● Work to complete: Every line of the data is to be transcribed without error.

Excerpts from a dataset
┌──

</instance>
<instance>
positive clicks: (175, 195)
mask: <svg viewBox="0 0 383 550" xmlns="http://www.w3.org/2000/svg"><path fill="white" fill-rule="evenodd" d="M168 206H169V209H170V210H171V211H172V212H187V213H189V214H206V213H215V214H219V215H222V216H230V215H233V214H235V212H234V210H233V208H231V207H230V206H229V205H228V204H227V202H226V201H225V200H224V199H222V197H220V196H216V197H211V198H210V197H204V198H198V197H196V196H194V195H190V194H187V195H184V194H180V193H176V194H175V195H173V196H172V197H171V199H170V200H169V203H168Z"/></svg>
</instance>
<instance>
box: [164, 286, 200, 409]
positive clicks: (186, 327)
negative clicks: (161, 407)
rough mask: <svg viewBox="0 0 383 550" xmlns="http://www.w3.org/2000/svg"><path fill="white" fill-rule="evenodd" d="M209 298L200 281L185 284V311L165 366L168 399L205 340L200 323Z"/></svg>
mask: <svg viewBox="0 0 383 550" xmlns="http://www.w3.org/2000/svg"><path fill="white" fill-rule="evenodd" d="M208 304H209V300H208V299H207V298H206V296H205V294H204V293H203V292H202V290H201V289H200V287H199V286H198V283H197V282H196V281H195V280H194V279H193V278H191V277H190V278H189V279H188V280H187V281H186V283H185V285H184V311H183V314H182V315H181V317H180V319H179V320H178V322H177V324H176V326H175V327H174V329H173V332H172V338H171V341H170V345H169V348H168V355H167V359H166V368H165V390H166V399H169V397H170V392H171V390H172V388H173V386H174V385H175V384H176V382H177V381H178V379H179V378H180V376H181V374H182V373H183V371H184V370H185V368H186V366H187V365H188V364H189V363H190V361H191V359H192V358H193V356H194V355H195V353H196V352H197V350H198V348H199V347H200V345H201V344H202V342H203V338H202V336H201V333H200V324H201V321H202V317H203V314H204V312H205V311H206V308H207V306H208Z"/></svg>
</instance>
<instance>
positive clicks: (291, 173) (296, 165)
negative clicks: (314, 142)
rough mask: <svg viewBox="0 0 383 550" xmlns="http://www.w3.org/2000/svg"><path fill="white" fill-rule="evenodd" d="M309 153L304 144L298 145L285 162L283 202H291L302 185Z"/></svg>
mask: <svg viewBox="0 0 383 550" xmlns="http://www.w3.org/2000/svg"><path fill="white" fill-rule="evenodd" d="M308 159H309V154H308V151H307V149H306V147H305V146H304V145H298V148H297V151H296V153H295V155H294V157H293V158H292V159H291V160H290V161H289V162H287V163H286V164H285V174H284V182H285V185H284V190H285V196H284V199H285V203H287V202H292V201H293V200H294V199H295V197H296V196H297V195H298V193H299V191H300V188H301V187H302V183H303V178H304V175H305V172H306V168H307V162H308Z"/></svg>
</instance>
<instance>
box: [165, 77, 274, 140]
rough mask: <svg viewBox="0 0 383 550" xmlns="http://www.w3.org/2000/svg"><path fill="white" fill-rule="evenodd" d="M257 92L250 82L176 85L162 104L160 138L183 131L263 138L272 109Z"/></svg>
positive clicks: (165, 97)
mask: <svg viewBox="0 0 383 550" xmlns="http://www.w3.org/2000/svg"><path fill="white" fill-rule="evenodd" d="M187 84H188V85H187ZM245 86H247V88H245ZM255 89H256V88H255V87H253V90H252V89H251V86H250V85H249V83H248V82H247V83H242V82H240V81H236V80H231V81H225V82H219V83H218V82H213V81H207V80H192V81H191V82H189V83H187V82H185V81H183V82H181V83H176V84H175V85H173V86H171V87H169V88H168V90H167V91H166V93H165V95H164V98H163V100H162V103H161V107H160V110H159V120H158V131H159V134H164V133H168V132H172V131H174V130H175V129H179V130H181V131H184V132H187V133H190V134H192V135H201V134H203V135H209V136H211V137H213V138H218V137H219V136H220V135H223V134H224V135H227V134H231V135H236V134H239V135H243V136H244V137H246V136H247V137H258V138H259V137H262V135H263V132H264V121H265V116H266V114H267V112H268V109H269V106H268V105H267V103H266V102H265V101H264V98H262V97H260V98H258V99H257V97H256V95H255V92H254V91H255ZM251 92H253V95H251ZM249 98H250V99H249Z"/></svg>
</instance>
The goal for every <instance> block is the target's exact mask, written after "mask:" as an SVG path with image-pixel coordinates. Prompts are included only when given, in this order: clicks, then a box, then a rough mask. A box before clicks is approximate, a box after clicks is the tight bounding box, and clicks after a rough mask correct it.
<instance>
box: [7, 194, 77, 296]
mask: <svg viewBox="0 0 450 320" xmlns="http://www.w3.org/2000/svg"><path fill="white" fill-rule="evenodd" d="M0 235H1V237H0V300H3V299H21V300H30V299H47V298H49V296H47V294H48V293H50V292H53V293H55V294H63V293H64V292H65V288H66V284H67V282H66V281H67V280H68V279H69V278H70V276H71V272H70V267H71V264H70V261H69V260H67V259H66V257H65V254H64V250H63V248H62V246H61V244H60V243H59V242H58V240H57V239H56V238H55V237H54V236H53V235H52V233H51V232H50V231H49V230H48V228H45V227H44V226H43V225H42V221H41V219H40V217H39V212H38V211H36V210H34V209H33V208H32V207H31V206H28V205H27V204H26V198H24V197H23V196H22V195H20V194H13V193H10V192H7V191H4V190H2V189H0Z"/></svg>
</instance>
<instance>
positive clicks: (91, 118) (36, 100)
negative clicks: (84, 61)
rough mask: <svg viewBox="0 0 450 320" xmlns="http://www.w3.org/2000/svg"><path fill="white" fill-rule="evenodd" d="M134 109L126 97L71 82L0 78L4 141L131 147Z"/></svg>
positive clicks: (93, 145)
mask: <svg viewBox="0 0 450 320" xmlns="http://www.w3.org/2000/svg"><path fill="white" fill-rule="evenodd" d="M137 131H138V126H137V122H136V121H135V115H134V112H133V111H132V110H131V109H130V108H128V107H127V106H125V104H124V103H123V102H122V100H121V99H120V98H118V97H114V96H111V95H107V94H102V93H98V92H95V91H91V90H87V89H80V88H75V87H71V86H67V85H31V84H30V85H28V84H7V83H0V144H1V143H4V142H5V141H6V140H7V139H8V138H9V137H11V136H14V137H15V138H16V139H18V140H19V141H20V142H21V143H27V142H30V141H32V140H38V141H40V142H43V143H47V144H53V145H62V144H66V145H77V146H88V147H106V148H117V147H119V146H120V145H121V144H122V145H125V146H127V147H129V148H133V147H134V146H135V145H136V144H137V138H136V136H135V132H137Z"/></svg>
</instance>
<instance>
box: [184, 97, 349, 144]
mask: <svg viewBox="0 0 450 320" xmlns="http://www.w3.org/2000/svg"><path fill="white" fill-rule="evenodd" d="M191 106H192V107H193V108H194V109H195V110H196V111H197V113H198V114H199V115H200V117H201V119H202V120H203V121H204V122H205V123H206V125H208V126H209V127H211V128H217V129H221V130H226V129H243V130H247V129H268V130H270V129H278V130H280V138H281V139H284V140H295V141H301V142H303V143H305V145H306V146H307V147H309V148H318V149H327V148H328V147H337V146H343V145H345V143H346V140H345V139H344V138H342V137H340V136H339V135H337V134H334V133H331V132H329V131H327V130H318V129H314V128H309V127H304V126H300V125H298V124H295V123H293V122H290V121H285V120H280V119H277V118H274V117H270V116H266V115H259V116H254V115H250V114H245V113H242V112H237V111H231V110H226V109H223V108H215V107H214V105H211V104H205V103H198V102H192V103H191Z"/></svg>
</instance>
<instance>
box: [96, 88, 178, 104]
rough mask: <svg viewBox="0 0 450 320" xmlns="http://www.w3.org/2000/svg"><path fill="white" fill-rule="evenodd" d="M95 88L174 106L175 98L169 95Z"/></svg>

└──

● Exercise result:
</instance>
<instance>
positive clicks: (175, 195)
mask: <svg viewBox="0 0 383 550" xmlns="http://www.w3.org/2000/svg"><path fill="white" fill-rule="evenodd" d="M168 206H169V209H170V210H171V211H172V212H187V213H189V214H206V213H215V214H219V215H222V216H230V215H233V214H235V212H234V210H233V208H231V207H230V206H229V205H228V204H227V202H226V201H225V200H224V199H222V197H220V196H216V197H211V198H210V197H204V198H198V197H196V196H194V195H190V194H187V195H184V194H180V193H176V194H175V195H173V196H172V197H171V199H170V200H169V203H168Z"/></svg>
</instance>
<instance>
box: [164, 286, 200, 409]
positive clicks: (186, 327)
negative clicks: (161, 407)
rough mask: <svg viewBox="0 0 383 550" xmlns="http://www.w3.org/2000/svg"><path fill="white" fill-rule="evenodd" d="M209 298L200 281L185 284V311L165 366L168 399L205 340L200 323Z"/></svg>
mask: <svg viewBox="0 0 383 550" xmlns="http://www.w3.org/2000/svg"><path fill="white" fill-rule="evenodd" d="M208 304H209V300H208V299H207V298H206V296H205V294H204V293H203V292H202V290H201V289H200V287H199V286H198V283H197V282H196V281H195V280H194V279H193V278H191V277H190V278H189V279H188V280H187V281H186V283H185V285H184V311H183V314H182V315H181V317H180V319H179V320H178V322H177V324H176V326H175V327H174V329H173V332H172V338H171V341H170V345H169V348H168V355H167V359H166V368H165V390H166V399H169V397H170V392H171V390H172V388H173V386H174V385H175V384H176V382H177V381H178V379H179V378H180V376H181V374H182V373H183V371H184V370H185V368H186V366H187V365H188V364H189V363H190V361H191V359H192V358H193V356H194V355H195V353H196V352H197V350H198V348H199V347H200V345H201V344H202V342H203V338H202V336H201V333H200V324H201V321H202V317H203V314H204V312H205V311H206V308H207V306H208Z"/></svg>
</instance>
<instance>
positive clicks: (291, 173) (296, 165)
negative clicks: (314, 142)
rough mask: <svg viewBox="0 0 383 550" xmlns="http://www.w3.org/2000/svg"><path fill="white" fill-rule="evenodd" d="M309 153L304 144L298 145L285 162L283 202H291L302 185Z"/></svg>
mask: <svg viewBox="0 0 383 550" xmlns="http://www.w3.org/2000/svg"><path fill="white" fill-rule="evenodd" d="M308 159H309V154H308V151H307V149H306V147H305V146H304V145H298V148H297V151H296V153H295V155H294V157H293V158H292V159H291V160H290V161H289V162H287V163H286V164H285V174H284V182H285V185H284V190H285V196H284V199H285V203H287V202H292V201H293V200H294V199H295V197H296V196H297V195H298V193H299V191H300V188H301V187H302V183H303V178H304V175H305V172H306V168H307V162H308Z"/></svg>
</instance>
<instance>
box: [165, 77, 274, 140]
rough mask: <svg viewBox="0 0 383 550" xmlns="http://www.w3.org/2000/svg"><path fill="white" fill-rule="evenodd" d="M257 92L250 82L176 85L162 104L160 138L183 131L263 138L272 109Z"/></svg>
positive clicks: (165, 97)
mask: <svg viewBox="0 0 383 550" xmlns="http://www.w3.org/2000/svg"><path fill="white" fill-rule="evenodd" d="M187 84H188V85H187ZM245 86H247V88H245ZM255 89H256V88H255V87H253V90H252V89H251V86H250V85H249V83H248V82H247V83H242V82H240V81H236V80H231V81H225V82H219V83H218V82H213V81H207V80H192V81H191V82H189V83H187V82H185V81H183V82H181V83H176V84H175V85H173V86H171V87H169V88H168V90H167V91H166V93H165V95H164V98H163V100H162V103H161V107H160V110H159V120H158V131H159V134H164V133H168V132H172V131H174V130H175V129H179V130H181V131H184V132H187V133H190V134H192V135H201V134H203V135H209V136H211V137H213V138H218V137H219V136H220V135H223V134H224V135H227V134H231V135H236V134H239V135H243V136H244V137H246V136H247V137H258V138H259V137H262V135H263V132H264V121H265V116H266V114H267V112H268V109H269V106H268V105H267V103H266V102H265V101H264V98H262V97H260V98H258V99H257V97H256V95H255V92H254V91H255ZM251 92H253V95H251ZM249 98H250V99H249Z"/></svg>
</instance>
The goal for every <instance> block is the target's exact mask, written after "mask:" as an SVG path with image-pixel coordinates. Prompts are included only when given, in this order: clicks, then a box, then a rough mask. A box before clicks is approximate, a box after clicks is the tight bounding box, and clicks after a rough mask correct it.
<instance>
box: [7, 194, 77, 296]
mask: <svg viewBox="0 0 450 320" xmlns="http://www.w3.org/2000/svg"><path fill="white" fill-rule="evenodd" d="M0 235H1V237H0V300H3V299H21V300H30V299H47V298H49V296H47V294H48V293H50V292H53V293H55V294H63V293H64V292H65V288H66V284H67V282H66V281H67V280H68V279H69V278H70V276H71V272H70V267H71V264H70V261H69V260H67V259H66V257H65V254H64V250H63V248H62V246H61V244H60V243H59V242H58V240H57V239H56V238H55V237H54V236H53V235H52V233H51V232H50V231H49V230H48V228H45V227H44V226H43V225H42V221H41V219H40V217H39V212H38V211H36V210H34V209H33V208H32V207H31V206H28V205H27V204H26V198H24V197H23V196H22V195H20V194H13V193H10V192H7V191H4V190H2V189H0Z"/></svg>
</instance>
<instance>
positive clicks: (91, 118) (36, 100)
negative clicks: (84, 61)
rough mask: <svg viewBox="0 0 450 320" xmlns="http://www.w3.org/2000/svg"><path fill="white" fill-rule="evenodd" d="M134 109L126 97L71 82L0 78L4 141L131 147Z"/></svg>
positive clicks: (93, 145)
mask: <svg viewBox="0 0 450 320" xmlns="http://www.w3.org/2000/svg"><path fill="white" fill-rule="evenodd" d="M137 131H138V126H137V122H136V121H135V115H134V112H133V111H132V110H131V109H130V108H128V107H127V106H125V104H124V103H123V102H122V100H121V99H120V98H118V97H114V96H111V95H107V94H102V93H98V92H95V91H91V90H87V89H80V88H75V87H71V86H67V85H31V84H30V85H28V84H7V83H0V144H1V143H4V142H5V141H6V140H7V139H8V138H9V137H11V136H14V137H15V138H16V139H18V140H19V141H20V142H21V143H27V142H30V141H32V140H38V141H40V142H43V143H47V144H53V145H62V144H66V145H77V146H88V147H106V148H117V147H119V146H120V145H121V144H122V145H125V146H127V147H129V148H133V147H134V146H135V145H136V144H137V138H136V136H135V132H137Z"/></svg>
</instance>
<instance>
box: [184, 97, 349, 144]
mask: <svg viewBox="0 0 450 320" xmlns="http://www.w3.org/2000/svg"><path fill="white" fill-rule="evenodd" d="M191 106H192V107H193V108H194V109H195V110H196V111H197V113H198V114H199V115H200V117H201V119H202V120H203V121H204V122H205V123H206V125H208V126H209V127H211V128H217V129H221V130H226V129H243V130H247V129H268V130H270V129H278V130H280V138H281V139H284V140H295V141H301V142H303V143H305V145H306V146H307V147H309V148H318V149H327V148H328V147H337V146H343V145H345V143H346V140H345V139H344V138H342V137H340V136H339V135H337V134H334V133H331V132H329V131H327V130H318V129H314V128H309V127H304V126H300V125H298V124H295V123H293V122H290V121H285V120H280V119H277V118H274V117H270V116H266V115H259V116H254V115H250V114H245V113H242V112H237V111H231V110H226V109H223V108H215V107H214V105H211V104H205V103H198V102H192V103H191Z"/></svg>
</instance>
<instance>
box: [96, 88, 178, 104]
rough mask: <svg viewBox="0 0 450 320" xmlns="http://www.w3.org/2000/svg"><path fill="white" fill-rule="evenodd" d="M95 88L174 106L175 98L169 95Z"/></svg>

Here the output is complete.